● **Your goal**
Work out how many lines in the data include the string "target"; reply with that number alone.

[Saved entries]
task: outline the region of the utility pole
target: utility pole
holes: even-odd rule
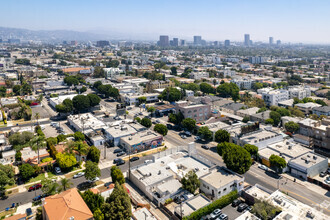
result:
[[[131,172],[131,147],[129,146],[129,150],[128,150],[128,179],[130,178],[130,172]]]

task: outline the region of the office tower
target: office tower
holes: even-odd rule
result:
[[[225,40],[225,47],[229,47],[230,46],[230,40]]]
[[[282,43],[281,40],[277,40],[277,41],[276,41],[276,44],[277,44],[277,45],[281,45],[281,43]]]
[[[168,47],[170,45],[169,39],[167,35],[159,36],[159,46],[160,47]]]
[[[97,47],[110,46],[110,43],[107,40],[99,40],[99,41],[96,41],[96,46]]]
[[[10,44],[20,44],[21,40],[11,38],[11,39],[8,39],[8,43],[10,43]]]
[[[0,38],[0,44],[2,43],[2,39]]]
[[[274,38],[273,37],[269,37],[269,44],[272,45],[274,43]]]
[[[186,46],[186,40],[181,40],[180,41],[180,46]]]
[[[173,47],[179,46],[179,38],[173,38]]]
[[[71,41],[71,46],[77,46],[78,42],[76,40]]]
[[[250,46],[250,34],[244,34],[244,45]]]
[[[202,36],[194,36],[194,45],[202,44]]]

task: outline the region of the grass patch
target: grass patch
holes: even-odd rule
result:
[[[54,178],[56,175],[52,172],[47,172],[48,178]]]
[[[0,218],[2,219],[3,217],[14,214],[15,212],[16,212],[16,209],[10,209],[9,211],[0,212]]]
[[[101,181],[101,180],[95,182],[95,185],[96,185],[96,186],[101,185],[101,184],[102,184],[102,185],[104,184],[104,182]]]
[[[107,187],[105,187],[105,186],[103,185],[103,186],[97,187],[97,189],[98,189],[100,192],[102,192],[102,191],[106,190]]]
[[[76,171],[76,172],[72,172],[72,173],[68,173],[68,174],[65,174],[65,178],[67,179],[71,179],[75,174],[79,173],[81,171]]]
[[[16,193],[18,193],[18,189],[6,190],[6,196],[14,195]]]
[[[6,185],[5,186],[5,189],[6,190],[8,190],[8,189],[12,189],[12,188],[14,188],[14,187],[16,187],[17,185],[16,184],[14,184],[14,185]]]
[[[31,178],[26,183],[33,183],[33,182],[36,182],[36,181],[39,181],[39,180],[44,180],[44,179],[46,179],[45,174],[44,173],[40,173],[38,176]]]

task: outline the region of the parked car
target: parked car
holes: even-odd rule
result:
[[[184,132],[184,134],[185,134],[187,137],[191,137],[191,133],[190,133],[189,131]]]
[[[132,110],[132,107],[127,107],[127,110]]]
[[[130,161],[133,162],[133,161],[137,161],[137,160],[139,160],[139,159],[140,159],[140,157],[132,157],[132,158],[130,159]]]
[[[27,215],[27,216],[32,215],[32,209],[31,209],[31,208],[27,208],[27,209],[26,209],[26,215]]]
[[[145,164],[152,163],[152,160],[145,160],[144,163],[145,163]]]
[[[104,187],[109,187],[111,185],[111,182],[104,183]]]
[[[115,158],[114,160],[113,160],[113,163],[114,164],[117,164],[119,161],[121,161],[121,160],[123,160],[123,159],[121,159],[121,158]]]
[[[114,154],[117,154],[117,153],[122,152],[122,151],[123,151],[122,149],[117,148],[117,149],[115,149],[115,150],[113,151],[113,153],[114,153]]]
[[[238,206],[239,204],[241,204],[243,201],[240,200],[240,199],[235,199],[232,203],[231,203],[231,206],[232,207],[236,207]]]
[[[248,205],[246,203],[241,203],[238,205],[237,211],[243,212],[247,207],[248,207]]]
[[[330,174],[330,167],[327,169],[327,173]]]
[[[143,113],[142,112],[139,112],[139,115],[143,115]]]
[[[125,164],[125,160],[120,160],[120,161],[118,161],[116,165],[117,165],[117,166],[120,166],[120,165],[123,165],[123,164]]]
[[[160,120],[157,119],[157,120],[156,120],[156,123],[159,124],[159,123],[160,123]]]
[[[220,209],[215,209],[211,214],[210,217],[211,219],[216,219],[218,216],[221,215],[221,210]]]
[[[32,200],[33,201],[39,201],[40,199],[42,199],[41,195],[34,197]]]
[[[228,215],[226,215],[225,213],[222,213],[219,218],[217,218],[219,220],[228,220]]]
[[[320,177],[325,177],[327,175],[327,173],[325,172],[325,171],[322,171],[321,173],[320,173]]]
[[[75,175],[73,175],[73,178],[79,178],[79,177],[82,177],[82,176],[85,176],[85,173],[84,172],[79,172],[79,173],[76,173]]]
[[[187,136],[184,135],[184,134],[180,135],[180,137],[181,137],[182,139],[187,139]]]
[[[172,125],[171,124],[166,124],[167,129],[172,129]]]
[[[42,187],[41,183],[34,184],[33,186],[29,187],[29,191],[37,190]]]
[[[92,179],[92,180],[88,180],[88,182],[89,182],[89,183],[95,183],[96,181],[99,181],[99,180],[100,180],[100,178],[95,177],[95,178]]]
[[[325,182],[326,184],[330,184],[330,176],[328,176],[327,178],[325,178],[324,182]]]
[[[121,151],[121,152],[119,152],[119,153],[117,154],[117,157],[123,156],[124,154],[125,154],[125,152],[124,152],[124,151]]]
[[[258,168],[260,168],[260,169],[262,169],[262,170],[265,170],[265,171],[268,170],[268,167],[265,166],[265,165],[263,165],[263,164],[259,164],[259,165],[258,165]]]
[[[194,137],[195,141],[199,141],[201,138],[199,136]]]
[[[210,149],[210,147],[207,146],[207,145],[202,145],[202,148],[205,149],[205,150],[209,150]]]
[[[62,171],[61,171],[61,168],[59,168],[59,167],[55,167],[54,169],[55,169],[55,173],[57,173],[57,174],[59,174],[59,173],[62,172]]]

● **Solution below**
4